╭─ Dataset content

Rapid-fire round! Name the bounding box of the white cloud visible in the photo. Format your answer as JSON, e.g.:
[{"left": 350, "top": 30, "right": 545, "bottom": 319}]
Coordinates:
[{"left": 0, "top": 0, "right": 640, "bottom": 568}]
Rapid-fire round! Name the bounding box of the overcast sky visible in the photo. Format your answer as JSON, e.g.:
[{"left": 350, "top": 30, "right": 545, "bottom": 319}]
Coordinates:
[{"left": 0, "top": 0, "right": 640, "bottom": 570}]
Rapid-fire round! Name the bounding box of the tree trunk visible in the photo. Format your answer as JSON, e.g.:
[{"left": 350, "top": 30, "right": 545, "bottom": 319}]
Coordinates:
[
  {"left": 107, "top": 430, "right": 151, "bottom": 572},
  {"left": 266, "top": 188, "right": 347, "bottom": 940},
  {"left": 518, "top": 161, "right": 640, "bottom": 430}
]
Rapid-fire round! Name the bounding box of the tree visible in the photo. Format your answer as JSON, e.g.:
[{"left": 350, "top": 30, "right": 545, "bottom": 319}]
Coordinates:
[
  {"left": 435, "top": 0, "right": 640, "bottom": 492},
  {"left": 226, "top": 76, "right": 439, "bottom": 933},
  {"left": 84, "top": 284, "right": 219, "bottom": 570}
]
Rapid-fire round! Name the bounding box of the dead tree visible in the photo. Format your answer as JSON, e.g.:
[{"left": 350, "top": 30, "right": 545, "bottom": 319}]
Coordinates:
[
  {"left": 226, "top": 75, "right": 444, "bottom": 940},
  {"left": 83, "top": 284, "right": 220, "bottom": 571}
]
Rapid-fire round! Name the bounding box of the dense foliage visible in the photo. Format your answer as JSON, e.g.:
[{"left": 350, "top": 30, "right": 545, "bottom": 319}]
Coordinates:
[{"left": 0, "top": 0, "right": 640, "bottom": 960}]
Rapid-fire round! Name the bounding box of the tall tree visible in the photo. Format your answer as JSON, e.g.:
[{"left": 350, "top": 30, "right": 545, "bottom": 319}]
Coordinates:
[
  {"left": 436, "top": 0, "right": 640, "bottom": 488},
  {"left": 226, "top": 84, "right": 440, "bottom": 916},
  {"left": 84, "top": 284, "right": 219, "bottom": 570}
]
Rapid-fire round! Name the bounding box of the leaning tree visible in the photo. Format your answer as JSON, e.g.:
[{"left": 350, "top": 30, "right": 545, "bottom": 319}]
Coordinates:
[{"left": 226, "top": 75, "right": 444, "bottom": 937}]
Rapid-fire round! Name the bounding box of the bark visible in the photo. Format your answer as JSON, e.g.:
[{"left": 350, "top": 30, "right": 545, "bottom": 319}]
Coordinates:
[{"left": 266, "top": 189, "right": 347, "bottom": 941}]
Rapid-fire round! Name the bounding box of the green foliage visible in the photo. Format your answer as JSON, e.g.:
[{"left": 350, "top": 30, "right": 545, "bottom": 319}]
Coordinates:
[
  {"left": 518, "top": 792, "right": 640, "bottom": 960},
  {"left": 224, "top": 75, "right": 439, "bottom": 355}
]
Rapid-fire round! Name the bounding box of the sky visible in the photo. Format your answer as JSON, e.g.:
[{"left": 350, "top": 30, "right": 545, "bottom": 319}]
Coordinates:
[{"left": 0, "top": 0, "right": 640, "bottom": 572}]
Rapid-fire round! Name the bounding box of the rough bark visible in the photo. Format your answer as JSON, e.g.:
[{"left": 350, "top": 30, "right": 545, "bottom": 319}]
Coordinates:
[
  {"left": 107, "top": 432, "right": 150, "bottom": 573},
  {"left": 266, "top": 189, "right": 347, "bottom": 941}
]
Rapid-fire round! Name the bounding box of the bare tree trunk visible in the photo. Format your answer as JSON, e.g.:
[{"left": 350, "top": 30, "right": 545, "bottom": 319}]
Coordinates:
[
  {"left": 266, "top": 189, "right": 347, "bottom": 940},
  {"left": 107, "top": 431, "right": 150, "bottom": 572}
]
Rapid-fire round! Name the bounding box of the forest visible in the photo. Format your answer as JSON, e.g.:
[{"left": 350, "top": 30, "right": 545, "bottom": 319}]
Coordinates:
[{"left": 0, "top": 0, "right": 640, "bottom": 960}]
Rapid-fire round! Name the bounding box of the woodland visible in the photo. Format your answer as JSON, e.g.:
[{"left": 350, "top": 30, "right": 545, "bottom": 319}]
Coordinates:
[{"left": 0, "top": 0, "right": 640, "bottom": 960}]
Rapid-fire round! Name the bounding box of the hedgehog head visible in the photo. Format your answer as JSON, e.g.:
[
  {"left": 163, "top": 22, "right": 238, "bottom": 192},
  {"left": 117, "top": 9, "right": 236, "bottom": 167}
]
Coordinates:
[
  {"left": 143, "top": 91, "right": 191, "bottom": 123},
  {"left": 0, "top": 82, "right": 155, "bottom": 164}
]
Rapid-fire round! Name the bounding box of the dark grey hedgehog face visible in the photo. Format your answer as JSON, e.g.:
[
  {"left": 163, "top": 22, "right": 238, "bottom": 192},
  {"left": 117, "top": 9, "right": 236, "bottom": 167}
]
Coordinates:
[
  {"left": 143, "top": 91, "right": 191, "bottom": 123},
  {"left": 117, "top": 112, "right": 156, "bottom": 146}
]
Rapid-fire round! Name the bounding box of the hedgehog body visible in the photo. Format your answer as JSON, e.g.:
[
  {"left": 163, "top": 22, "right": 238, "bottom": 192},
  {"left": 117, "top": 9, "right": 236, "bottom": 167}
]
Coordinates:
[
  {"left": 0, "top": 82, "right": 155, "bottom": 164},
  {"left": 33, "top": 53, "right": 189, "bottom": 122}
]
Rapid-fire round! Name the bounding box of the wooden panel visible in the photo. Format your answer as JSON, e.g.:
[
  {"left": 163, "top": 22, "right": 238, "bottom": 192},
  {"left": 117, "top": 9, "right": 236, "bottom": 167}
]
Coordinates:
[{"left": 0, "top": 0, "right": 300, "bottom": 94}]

╰─

* Required work *
Print every item above again word for word, keeping each line and its order unchanged.

* Written response *
Rapid-fire round! Name the bounding box of the white cloud visible in the photo. Format your answer as JSON, e.g.:
[{"left": 350, "top": 30, "right": 545, "bottom": 319}]
Coordinates:
[{"left": 0, "top": 0, "right": 640, "bottom": 568}]
Rapid-fire round! Name the bounding box of the overcast sky visible in the photo. Format your answer as JSON, e.g.:
[{"left": 350, "top": 30, "right": 545, "bottom": 319}]
Coordinates:
[{"left": 0, "top": 0, "right": 640, "bottom": 570}]
Rapid-fire round! Name the bounding box of the tree trunk visible in the photo. Format your answer as JSON, e.g.:
[{"left": 350, "top": 30, "right": 545, "bottom": 319}]
Coordinates:
[
  {"left": 107, "top": 430, "right": 151, "bottom": 572},
  {"left": 266, "top": 188, "right": 347, "bottom": 940},
  {"left": 518, "top": 161, "right": 640, "bottom": 430}
]
Rapid-fire round! Name the bounding box of the tree visible in the photo. Format your answer as JSON, e.g.:
[{"left": 350, "top": 30, "right": 545, "bottom": 319}]
Coordinates:
[
  {"left": 435, "top": 0, "right": 640, "bottom": 492},
  {"left": 226, "top": 76, "right": 439, "bottom": 933},
  {"left": 84, "top": 284, "right": 219, "bottom": 570}
]
Rapid-fire round! Name the bounding box of the dead tree visible in the photo. Format your answer as JSON, e.g.:
[{"left": 350, "top": 30, "right": 545, "bottom": 319}]
Coordinates:
[
  {"left": 226, "top": 75, "right": 444, "bottom": 940},
  {"left": 83, "top": 284, "right": 220, "bottom": 571}
]
Rapid-fire round! Name the bounding box of the dense foliage visible in the photo. Format your answer as JSON, e.g.:
[{"left": 350, "top": 30, "right": 545, "bottom": 319}]
Coordinates:
[{"left": 0, "top": 0, "right": 640, "bottom": 960}]
Rapid-fire round! Name the bounding box of the tall tree visible in the photo. Format your answer as JSON, e.g.:
[{"left": 350, "top": 30, "right": 545, "bottom": 319}]
Coordinates:
[
  {"left": 436, "top": 0, "right": 640, "bottom": 488},
  {"left": 226, "top": 84, "right": 440, "bottom": 916},
  {"left": 84, "top": 284, "right": 219, "bottom": 570}
]
Rapid-fire round! Name the bounding box of the leaning tree visible in the photo. Format your answer as JSON, e.g.:
[{"left": 350, "top": 30, "right": 545, "bottom": 319}]
Coordinates:
[{"left": 226, "top": 75, "right": 444, "bottom": 937}]
Rapid-fire round! Name the bounding box of the bark visible in the photo. Format your answer as JSON, e.g.:
[{"left": 350, "top": 30, "right": 545, "bottom": 319}]
Coordinates:
[{"left": 266, "top": 189, "right": 347, "bottom": 941}]
Rapid-fire round! Name the bounding box of the green foliage visible in the photo. Format your answer as JSON, e.g.:
[{"left": 350, "top": 30, "right": 545, "bottom": 319}]
Coordinates:
[
  {"left": 518, "top": 792, "right": 640, "bottom": 960},
  {"left": 224, "top": 75, "right": 439, "bottom": 355}
]
Rapid-fire round! Name the bounding box of the sky visible in the photo. Format your answer as JSON, e.g.:
[{"left": 350, "top": 30, "right": 545, "bottom": 319}]
Coordinates:
[{"left": 0, "top": 0, "right": 640, "bottom": 572}]
Rapid-fire round! Name the bounding box of the rough bark visible in the photo. Format your answer as JSON, e.g.:
[{"left": 350, "top": 30, "right": 545, "bottom": 319}]
Coordinates:
[
  {"left": 107, "top": 432, "right": 150, "bottom": 573},
  {"left": 266, "top": 189, "right": 347, "bottom": 941}
]
Rapid-fire round! Name the bounding box of the bare tree trunk visible in the photo. Format your answer as JSON, e.g.:
[{"left": 350, "top": 30, "right": 545, "bottom": 319}]
Coordinates:
[
  {"left": 266, "top": 189, "right": 347, "bottom": 940},
  {"left": 107, "top": 431, "right": 150, "bottom": 572}
]
Rapid-fire round! Name the bounding box of the forest visible in the photo. Format your answer as JSON, e.g.:
[{"left": 350, "top": 30, "right": 545, "bottom": 319}]
Coordinates:
[{"left": 0, "top": 0, "right": 640, "bottom": 960}]
Rapid-fire round! Name the bounding box of the woodland visible in the photo. Format your answer as JSON, e.g.:
[{"left": 350, "top": 30, "right": 545, "bottom": 319}]
Coordinates:
[{"left": 0, "top": 0, "right": 640, "bottom": 960}]
Rapid-fire round! Name the bounding box of the hedgehog head visible in the photo. Format your answer as JSON, e.g.:
[
  {"left": 163, "top": 22, "right": 238, "bottom": 192},
  {"left": 117, "top": 9, "right": 236, "bottom": 167}
]
Coordinates:
[
  {"left": 143, "top": 91, "right": 191, "bottom": 123},
  {"left": 0, "top": 82, "right": 155, "bottom": 164}
]
Rapid-fire round! Name the bounding box of the dark grey hedgehog face visible in the photo. Format your answer as JSON, e.g.:
[
  {"left": 163, "top": 22, "right": 238, "bottom": 192},
  {"left": 117, "top": 9, "right": 236, "bottom": 167}
]
Coordinates:
[
  {"left": 143, "top": 91, "right": 191, "bottom": 123},
  {"left": 117, "top": 112, "right": 156, "bottom": 146}
]
Rapid-fire round! Name the bounding box of the hedgehog body visible in the photo. Format your answer as JSON, e.g.:
[
  {"left": 163, "top": 22, "right": 238, "bottom": 192},
  {"left": 117, "top": 9, "right": 236, "bottom": 167}
]
Coordinates:
[
  {"left": 0, "top": 82, "right": 155, "bottom": 164},
  {"left": 33, "top": 53, "right": 189, "bottom": 122}
]
Rapid-fire round! Name the bounding box of the wooden panel visible in the photo. Format your answer as JSON, e.g.:
[
  {"left": 163, "top": 22, "right": 238, "bottom": 192},
  {"left": 117, "top": 9, "right": 236, "bottom": 167}
]
Coordinates:
[{"left": 0, "top": 0, "right": 300, "bottom": 94}]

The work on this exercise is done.